TO DO - Reproduce the records below word for word, from the line containing "Target: nailhead trim on chair" up to and including the line containing "x=532, y=132".

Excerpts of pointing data
· · ·
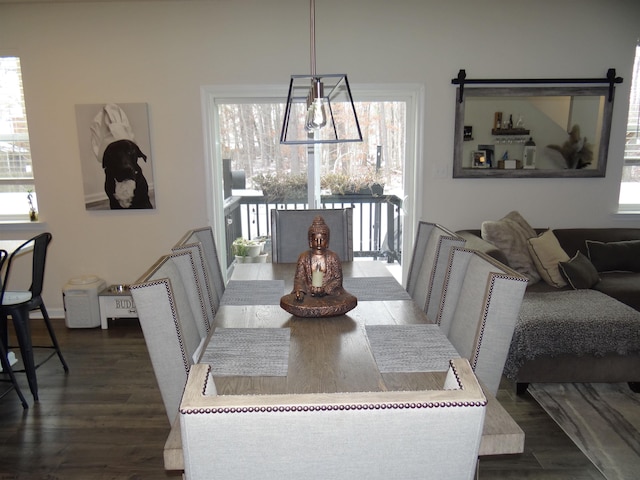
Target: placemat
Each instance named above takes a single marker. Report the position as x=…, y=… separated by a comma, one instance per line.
x=410, y=348
x=250, y=352
x=253, y=292
x=375, y=288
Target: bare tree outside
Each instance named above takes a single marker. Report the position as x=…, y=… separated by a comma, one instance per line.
x=249, y=135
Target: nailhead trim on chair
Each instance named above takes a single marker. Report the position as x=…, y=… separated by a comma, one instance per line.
x=167, y=284
x=203, y=308
x=205, y=273
x=326, y=408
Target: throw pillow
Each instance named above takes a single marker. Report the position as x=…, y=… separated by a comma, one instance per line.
x=547, y=253
x=579, y=272
x=622, y=256
x=510, y=234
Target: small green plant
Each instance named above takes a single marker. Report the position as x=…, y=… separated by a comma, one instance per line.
x=341, y=183
x=242, y=247
x=282, y=186
x=33, y=214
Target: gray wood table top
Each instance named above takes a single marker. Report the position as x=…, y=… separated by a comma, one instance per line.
x=333, y=354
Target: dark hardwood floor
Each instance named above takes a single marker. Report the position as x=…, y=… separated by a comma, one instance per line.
x=105, y=418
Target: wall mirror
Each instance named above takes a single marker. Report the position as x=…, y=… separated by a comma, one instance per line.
x=532, y=132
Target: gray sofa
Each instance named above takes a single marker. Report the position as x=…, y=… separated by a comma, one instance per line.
x=590, y=333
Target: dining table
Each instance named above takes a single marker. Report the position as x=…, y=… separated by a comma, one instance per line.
x=385, y=343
· · ·
ANSWER TO THE EXERCISE -
Target: nailhead trim on chair
Each instance named above takes a single marker. Report the position as x=…, y=… separated by a comma, one instance per line.
x=167, y=284
x=203, y=308
x=205, y=273
x=326, y=408
Target: throw pillow
Each instance named above takes a single marker. Report the position as x=…, y=… separated by a comma, one instance per line.
x=547, y=253
x=579, y=272
x=622, y=256
x=510, y=234
Target: small green plant
Each instance named above takes a single marker. Report the position as x=…, y=… separated by a comma, one instance per line.
x=341, y=183
x=242, y=247
x=282, y=186
x=33, y=214
Target: gray wood table top
Each instance named above takes a single marker. Report the position as x=…, y=… separated by a comma, one instance per line.
x=333, y=354
Target: dark hardwood floor
Each instance named above takes a single marker. Report the position as x=…, y=… separated by a comma, one instance per line.
x=105, y=418
Target: wall mirror
Each instance named above takes a single marker. Report the position as x=…, y=… separated by a comma, one instance per line.
x=532, y=132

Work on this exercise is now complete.